Requirements: Rewrite the material below, substituting "dark jacket" for "black blazer" and leaving everything else unchanged.

[Annotation dataset entries]

* Begin *

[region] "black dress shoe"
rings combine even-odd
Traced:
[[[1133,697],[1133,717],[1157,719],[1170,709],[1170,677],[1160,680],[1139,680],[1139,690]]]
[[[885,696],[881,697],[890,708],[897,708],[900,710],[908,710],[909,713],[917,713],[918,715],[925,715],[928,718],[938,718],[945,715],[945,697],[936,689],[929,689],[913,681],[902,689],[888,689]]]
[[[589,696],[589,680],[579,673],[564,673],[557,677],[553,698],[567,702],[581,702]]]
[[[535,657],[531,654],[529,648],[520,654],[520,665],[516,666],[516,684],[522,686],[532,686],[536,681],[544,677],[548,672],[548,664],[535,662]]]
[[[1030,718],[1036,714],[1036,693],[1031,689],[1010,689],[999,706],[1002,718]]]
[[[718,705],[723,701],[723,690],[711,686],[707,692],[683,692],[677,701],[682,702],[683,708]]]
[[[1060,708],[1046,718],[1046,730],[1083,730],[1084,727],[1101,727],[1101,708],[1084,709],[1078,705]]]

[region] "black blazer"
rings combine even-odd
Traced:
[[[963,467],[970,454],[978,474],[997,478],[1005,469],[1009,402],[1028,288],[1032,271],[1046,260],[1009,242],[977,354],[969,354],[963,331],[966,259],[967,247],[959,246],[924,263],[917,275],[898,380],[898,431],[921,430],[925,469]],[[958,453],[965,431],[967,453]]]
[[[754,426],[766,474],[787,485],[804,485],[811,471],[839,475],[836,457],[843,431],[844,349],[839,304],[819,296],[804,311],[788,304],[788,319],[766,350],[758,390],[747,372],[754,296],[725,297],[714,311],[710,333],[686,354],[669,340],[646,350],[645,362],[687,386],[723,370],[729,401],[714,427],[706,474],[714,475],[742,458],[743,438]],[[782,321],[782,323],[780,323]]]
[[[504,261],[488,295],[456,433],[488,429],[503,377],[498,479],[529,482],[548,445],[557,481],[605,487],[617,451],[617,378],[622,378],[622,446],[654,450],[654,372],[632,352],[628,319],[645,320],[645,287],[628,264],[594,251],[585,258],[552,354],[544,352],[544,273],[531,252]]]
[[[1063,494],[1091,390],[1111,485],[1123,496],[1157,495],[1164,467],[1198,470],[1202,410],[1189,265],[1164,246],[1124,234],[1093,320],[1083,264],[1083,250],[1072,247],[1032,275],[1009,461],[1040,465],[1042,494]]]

* End *

Result for this task:
[region] "black dress shoe"
rings combine even-odd
Traced:
[[[1133,697],[1133,717],[1157,719],[1170,709],[1170,677],[1160,680],[1139,680],[1139,690]]]
[[[885,696],[881,697],[890,708],[897,708],[900,710],[908,710],[909,713],[917,713],[918,715],[925,715],[928,718],[938,718],[945,715],[945,697],[936,689],[929,689],[913,681],[902,689],[888,689]]]
[[[589,696],[589,680],[579,673],[564,673],[557,677],[553,698],[567,702],[581,702]]]
[[[535,657],[531,654],[529,648],[520,654],[520,665],[516,666],[516,684],[522,686],[532,686],[536,681],[544,677],[548,672],[548,664],[535,662]]]
[[[1030,718],[1036,714],[1036,693],[1031,689],[1010,689],[999,706],[1002,718]]]
[[[718,705],[723,701],[723,690],[711,686],[707,692],[683,692],[677,701],[682,702],[683,708]]]
[[[1060,708],[1046,718],[1046,730],[1083,730],[1084,727],[1101,727],[1101,708],[1084,709],[1078,705]]]

[region] "dark jacket"
rings combine even-odd
Traced:
[[[963,467],[970,454],[978,474],[997,478],[1005,469],[1009,402],[1028,288],[1032,271],[1046,260],[1009,242],[977,354],[969,354],[963,331],[966,259],[967,247],[959,246],[924,263],[917,275],[898,380],[898,431],[921,430],[925,469]],[[958,453],[965,431],[967,453]]]
[[[754,426],[766,474],[787,485],[804,485],[811,471],[839,475],[836,457],[843,431],[844,349],[839,304],[819,296],[804,311],[788,304],[788,319],[766,350],[758,390],[747,372],[754,296],[725,297],[714,311],[710,333],[686,354],[669,340],[646,350],[645,362],[687,386],[723,370],[729,401],[714,427],[706,474],[714,475],[742,458],[743,438]],[[782,321],[782,323],[780,323]]]
[[[504,261],[488,295],[456,433],[488,429],[503,377],[498,479],[529,482],[548,445],[557,481],[605,487],[617,451],[617,378],[622,378],[622,446],[654,450],[654,372],[632,352],[628,319],[645,320],[645,287],[628,264],[594,251],[585,258],[552,354],[544,352],[544,273],[531,252]]]
[[[1063,494],[1091,390],[1111,485],[1123,496],[1157,495],[1164,467],[1198,470],[1202,410],[1189,265],[1164,246],[1124,234],[1093,320],[1083,264],[1083,250],[1072,247],[1032,275],[1009,461],[1040,465],[1042,494]]]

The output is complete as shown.